Problem statement:
Only an exact repetition of the lines from the one that holds "box: [568, 892, 591, 967]" to the end of the records is wanted.

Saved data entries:
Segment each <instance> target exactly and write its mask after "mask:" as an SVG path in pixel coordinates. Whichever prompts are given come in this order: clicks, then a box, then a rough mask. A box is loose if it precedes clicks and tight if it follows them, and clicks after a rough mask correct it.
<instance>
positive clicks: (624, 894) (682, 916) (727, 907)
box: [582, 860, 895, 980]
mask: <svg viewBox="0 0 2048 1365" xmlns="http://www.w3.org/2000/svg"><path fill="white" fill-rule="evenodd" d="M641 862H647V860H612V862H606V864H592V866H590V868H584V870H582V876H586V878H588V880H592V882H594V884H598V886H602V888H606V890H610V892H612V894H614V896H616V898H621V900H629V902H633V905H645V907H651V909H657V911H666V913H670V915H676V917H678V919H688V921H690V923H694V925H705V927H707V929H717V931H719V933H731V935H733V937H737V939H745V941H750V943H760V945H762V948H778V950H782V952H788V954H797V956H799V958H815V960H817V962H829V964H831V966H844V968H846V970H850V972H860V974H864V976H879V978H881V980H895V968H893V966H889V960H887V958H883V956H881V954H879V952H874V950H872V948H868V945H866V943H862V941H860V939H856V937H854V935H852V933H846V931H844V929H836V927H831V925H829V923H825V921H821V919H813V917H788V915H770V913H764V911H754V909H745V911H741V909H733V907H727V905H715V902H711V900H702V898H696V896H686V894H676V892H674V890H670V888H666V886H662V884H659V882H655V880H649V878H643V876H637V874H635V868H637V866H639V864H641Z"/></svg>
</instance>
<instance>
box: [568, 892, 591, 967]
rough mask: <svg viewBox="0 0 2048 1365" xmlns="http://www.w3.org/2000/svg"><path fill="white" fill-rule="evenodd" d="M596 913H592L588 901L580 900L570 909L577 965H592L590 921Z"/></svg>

Response for this exercise:
box: [568, 892, 591, 967]
rough mask: <svg viewBox="0 0 2048 1365" xmlns="http://www.w3.org/2000/svg"><path fill="white" fill-rule="evenodd" d="M596 913H592L588 901L580 900L570 909L577 965H592L590 921Z"/></svg>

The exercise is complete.